▶ EXCERPTED RECORDS

- Opening Delimiter -

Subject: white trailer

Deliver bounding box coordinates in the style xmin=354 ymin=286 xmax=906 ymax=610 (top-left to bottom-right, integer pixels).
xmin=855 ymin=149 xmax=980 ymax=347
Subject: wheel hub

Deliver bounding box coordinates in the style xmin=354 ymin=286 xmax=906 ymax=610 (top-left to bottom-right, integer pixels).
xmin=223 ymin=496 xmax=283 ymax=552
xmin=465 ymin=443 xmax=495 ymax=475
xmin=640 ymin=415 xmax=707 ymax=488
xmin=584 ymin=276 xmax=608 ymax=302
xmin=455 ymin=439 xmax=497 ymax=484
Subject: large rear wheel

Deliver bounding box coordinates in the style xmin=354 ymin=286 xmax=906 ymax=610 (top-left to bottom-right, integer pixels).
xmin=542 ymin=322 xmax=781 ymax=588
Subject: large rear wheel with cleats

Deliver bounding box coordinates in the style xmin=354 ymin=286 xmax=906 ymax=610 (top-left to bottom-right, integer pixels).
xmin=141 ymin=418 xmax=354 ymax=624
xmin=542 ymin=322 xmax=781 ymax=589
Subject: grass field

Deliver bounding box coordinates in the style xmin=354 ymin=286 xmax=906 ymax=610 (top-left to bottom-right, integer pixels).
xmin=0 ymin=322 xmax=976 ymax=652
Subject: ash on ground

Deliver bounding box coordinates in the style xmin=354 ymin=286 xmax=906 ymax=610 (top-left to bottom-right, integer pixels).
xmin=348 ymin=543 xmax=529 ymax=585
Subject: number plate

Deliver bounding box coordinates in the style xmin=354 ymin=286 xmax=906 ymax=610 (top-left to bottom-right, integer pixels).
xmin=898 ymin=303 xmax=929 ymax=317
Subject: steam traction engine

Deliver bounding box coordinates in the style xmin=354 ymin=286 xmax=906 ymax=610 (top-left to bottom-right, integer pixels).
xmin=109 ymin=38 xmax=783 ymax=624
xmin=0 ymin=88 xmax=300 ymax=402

- Closing Delimiter -
- Opening Delimiter -

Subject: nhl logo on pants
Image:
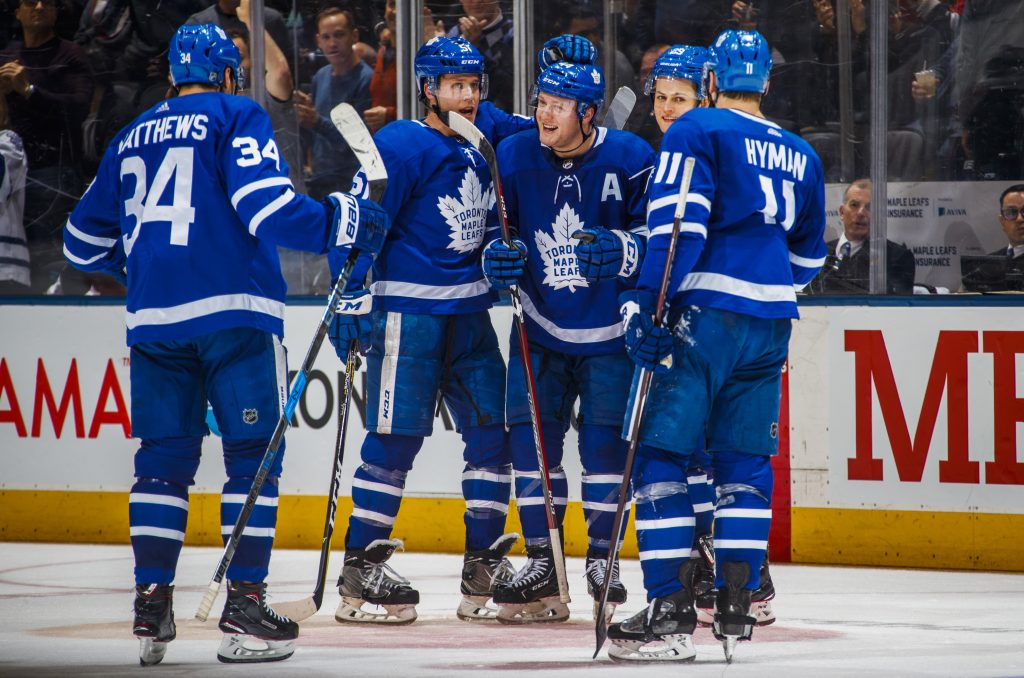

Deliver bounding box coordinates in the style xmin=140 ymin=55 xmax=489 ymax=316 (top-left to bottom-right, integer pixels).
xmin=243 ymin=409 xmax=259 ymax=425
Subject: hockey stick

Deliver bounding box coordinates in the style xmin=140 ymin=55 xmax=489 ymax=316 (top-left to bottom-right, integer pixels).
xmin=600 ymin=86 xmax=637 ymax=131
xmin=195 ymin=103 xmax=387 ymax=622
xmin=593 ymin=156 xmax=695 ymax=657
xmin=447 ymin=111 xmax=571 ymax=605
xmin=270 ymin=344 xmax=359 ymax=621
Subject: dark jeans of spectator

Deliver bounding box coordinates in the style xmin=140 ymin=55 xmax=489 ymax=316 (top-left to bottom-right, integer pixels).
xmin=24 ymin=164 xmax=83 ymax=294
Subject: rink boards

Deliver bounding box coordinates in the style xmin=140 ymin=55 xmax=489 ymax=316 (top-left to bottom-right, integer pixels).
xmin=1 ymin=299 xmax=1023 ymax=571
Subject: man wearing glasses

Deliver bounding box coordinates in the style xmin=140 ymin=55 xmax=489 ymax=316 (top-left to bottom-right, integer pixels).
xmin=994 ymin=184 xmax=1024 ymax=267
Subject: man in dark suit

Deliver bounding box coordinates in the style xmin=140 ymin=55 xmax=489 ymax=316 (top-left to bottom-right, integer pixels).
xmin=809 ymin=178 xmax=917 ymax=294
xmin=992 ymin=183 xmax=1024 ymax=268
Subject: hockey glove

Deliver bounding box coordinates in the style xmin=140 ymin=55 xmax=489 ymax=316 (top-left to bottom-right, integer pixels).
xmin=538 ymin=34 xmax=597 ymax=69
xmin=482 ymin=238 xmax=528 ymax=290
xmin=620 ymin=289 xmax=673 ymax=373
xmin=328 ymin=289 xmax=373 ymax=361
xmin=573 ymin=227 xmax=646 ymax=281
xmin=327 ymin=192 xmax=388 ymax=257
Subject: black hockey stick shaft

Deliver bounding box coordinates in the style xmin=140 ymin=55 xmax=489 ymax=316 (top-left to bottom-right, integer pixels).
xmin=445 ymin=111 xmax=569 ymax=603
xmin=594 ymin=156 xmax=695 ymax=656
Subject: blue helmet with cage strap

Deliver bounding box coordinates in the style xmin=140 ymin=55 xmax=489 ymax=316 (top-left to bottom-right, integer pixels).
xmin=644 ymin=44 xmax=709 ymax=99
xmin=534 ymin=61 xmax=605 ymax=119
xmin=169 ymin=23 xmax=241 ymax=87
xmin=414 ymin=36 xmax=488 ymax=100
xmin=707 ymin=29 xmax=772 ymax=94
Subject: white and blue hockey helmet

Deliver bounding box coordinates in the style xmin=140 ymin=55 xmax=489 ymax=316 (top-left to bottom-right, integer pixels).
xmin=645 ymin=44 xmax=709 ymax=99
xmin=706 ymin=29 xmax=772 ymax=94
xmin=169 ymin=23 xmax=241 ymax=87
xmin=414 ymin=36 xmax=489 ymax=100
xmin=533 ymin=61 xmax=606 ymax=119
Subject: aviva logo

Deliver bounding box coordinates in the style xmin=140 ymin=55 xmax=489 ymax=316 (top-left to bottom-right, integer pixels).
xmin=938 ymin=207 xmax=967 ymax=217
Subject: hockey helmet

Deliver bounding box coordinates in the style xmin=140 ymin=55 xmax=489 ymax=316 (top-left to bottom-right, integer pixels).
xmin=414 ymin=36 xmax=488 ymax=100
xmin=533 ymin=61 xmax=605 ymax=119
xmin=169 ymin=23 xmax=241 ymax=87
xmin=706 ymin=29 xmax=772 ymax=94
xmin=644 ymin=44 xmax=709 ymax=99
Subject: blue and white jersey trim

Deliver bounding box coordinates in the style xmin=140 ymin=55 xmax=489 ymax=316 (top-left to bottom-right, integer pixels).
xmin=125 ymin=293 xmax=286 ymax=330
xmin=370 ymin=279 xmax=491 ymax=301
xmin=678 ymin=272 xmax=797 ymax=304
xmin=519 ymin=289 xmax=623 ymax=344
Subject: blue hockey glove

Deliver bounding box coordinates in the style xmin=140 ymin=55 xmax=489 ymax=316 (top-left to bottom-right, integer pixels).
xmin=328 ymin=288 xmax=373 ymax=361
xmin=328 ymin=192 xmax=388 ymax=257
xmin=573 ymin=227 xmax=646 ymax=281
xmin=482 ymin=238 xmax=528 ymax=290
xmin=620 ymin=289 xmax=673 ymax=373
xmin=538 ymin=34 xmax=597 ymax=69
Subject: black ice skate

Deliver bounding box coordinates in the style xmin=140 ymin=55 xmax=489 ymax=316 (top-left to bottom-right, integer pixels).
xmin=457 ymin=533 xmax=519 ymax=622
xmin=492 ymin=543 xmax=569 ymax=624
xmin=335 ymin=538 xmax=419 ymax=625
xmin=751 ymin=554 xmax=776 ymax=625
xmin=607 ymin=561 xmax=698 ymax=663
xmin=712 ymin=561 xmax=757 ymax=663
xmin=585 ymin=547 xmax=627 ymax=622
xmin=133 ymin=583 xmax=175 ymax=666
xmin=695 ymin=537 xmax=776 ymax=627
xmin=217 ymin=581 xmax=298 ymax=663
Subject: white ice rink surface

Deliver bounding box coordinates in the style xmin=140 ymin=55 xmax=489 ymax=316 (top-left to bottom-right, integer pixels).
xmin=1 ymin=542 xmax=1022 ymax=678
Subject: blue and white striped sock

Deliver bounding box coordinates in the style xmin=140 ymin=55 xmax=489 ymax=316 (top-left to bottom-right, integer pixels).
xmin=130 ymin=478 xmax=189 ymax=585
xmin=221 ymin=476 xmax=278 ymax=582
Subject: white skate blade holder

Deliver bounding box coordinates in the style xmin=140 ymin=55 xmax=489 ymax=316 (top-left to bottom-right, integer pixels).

- Closing Delimiter -

▶ TASK PROMPT
Of the lines above, retype only those from the line containing "Subject: black hockey stick shaft" through the line containing "Subject: white and blue hockey helmet", including both, exactly.

▶ RESPONSE TO THIS EXERCISE
Subject: black hockey stick shaft

Deliver bounding box coordinates in the style xmin=140 ymin=55 xmax=489 ymax=316 (top-left to bottom-right, integer pixels).
xmin=445 ymin=111 xmax=569 ymax=603
xmin=594 ymin=156 xmax=695 ymax=656
Subject: blue helmet with cage strap

Deliver bounding box coordinates in the style xmin=140 ymin=55 xmax=489 ymax=316 (top-left to bottom-right, integer pixels).
xmin=644 ymin=44 xmax=709 ymax=99
xmin=534 ymin=61 xmax=605 ymax=119
xmin=169 ymin=23 xmax=241 ymax=87
xmin=414 ymin=36 xmax=488 ymax=100
xmin=707 ymin=29 xmax=772 ymax=94
Subject: white and blue hockey helmet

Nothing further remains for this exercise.